#### TEXT BLOCK:
The Johnson County Coroner's Office announced March 30 that Indiana State Police Forensic Services had positively identified human remains as those of Gadshian. The remains were recovered March 6 near a drainage ditch at Swartz Crossing Boulevard and State Road 135 in Greenwood, roughly six miles from where he had last been seen alive.

The case began on Aug. 31, 2025, when Greenwood Police found Gadshian walking along U.S. 31 and returned him to his home in New Whiteland. He disappeared again shortly after. Investigators had reached a tentative identification before the DNA results came in, based on clothing and personal items recovered with the remains and body-camera footage captured the day he vanished. The state forensic lab's DNA analysis provided the definitive confirmation.

With an identification now established, the focus shifts to cause and manner of death, both of which remain under investigation. The coroner's office has engaged University of Indianapolis experts in biology and anthropology to conduct forensic analysis of the remains. Investigators have pointed to two specific complications in the case: the remote location where the body was found, and Gadshian's dementia, both of which make reconstructing a precise timeline significantly more difficult. Whether foul play was involved has not been ruled out.

#### REQUIRED ACTIONS:
[1] Reproduce the passage of the text on the Gadshian remains between "The Johnson County" and "been seen alive.", inclusive.
[2] Carry on the account of the Gadshian remains case from where it stops.

#### RECORDED INFORMATION:
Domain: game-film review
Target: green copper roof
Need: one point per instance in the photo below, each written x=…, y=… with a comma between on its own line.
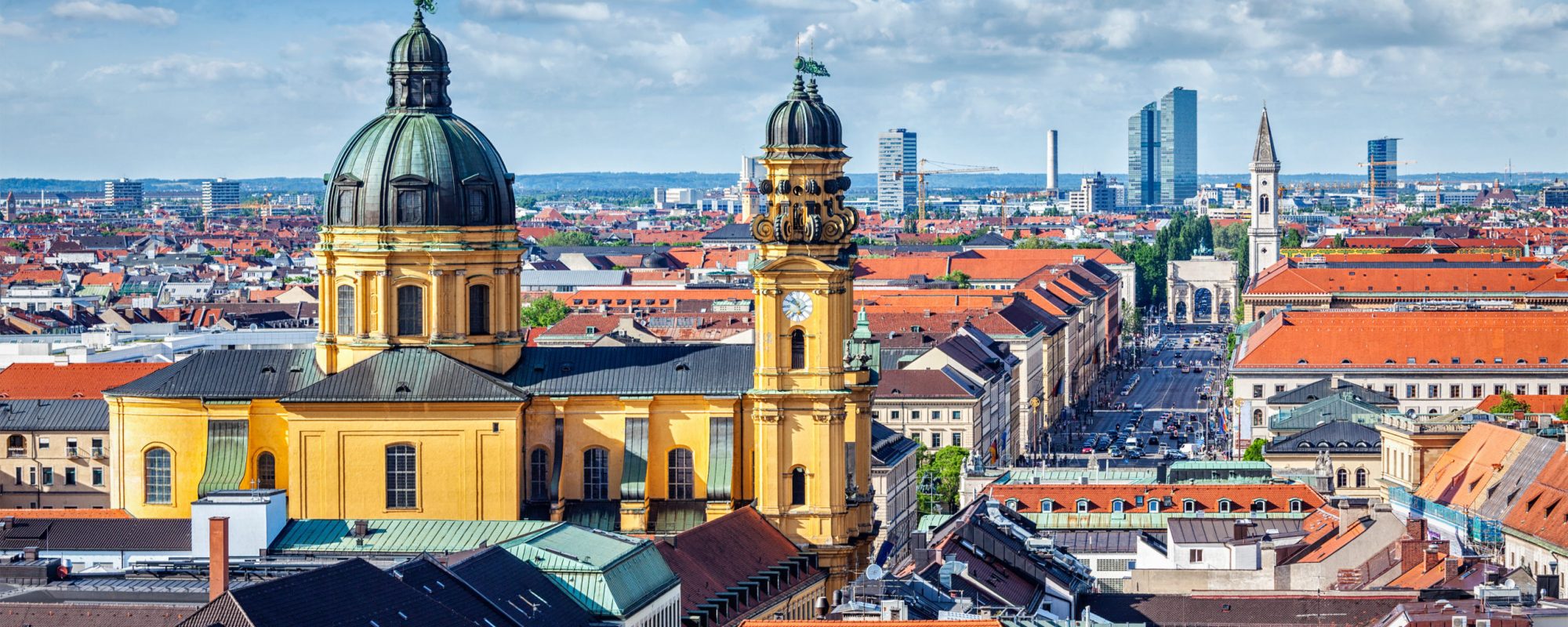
x=228, y=449
x=401, y=537
x=1136, y=520
x=804, y=121
x=611, y=574
x=419, y=165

#### RESULTS IN ORDER:
[1]
The Johnson County Coroner's Office announced March 30 that Indiana State Police Forensic Services had positively identified human remains as those of Gadshian. The remains were recovered March 6 near a drainage ditch at Swartz Crossing Boulevard and State Road 135 in Greenwood, roughly six miles from where he had last been seen alive.

[2]
The family has been notified of the DNA results. The coroner's office has asked the public for any tips or sightings connected to the period surrounding Gadshian's disappearance, and a tip line remains active as forensic work continues. For anyone with relevant information, the contact details were included in the coroner's release.

Cases involving adults with cognitive impairment occupy a particularly difficult corner of missing-person investigations. The Aug. 31 welfare check that returned Gadshian home underscores how quickly circumstances can deteriorate when there is no follow-up safety net in place. The gap between that initial contact and the March discovery of his remains is a detail the true crime community will parse carefully as the cause-of-death investigation moves forward.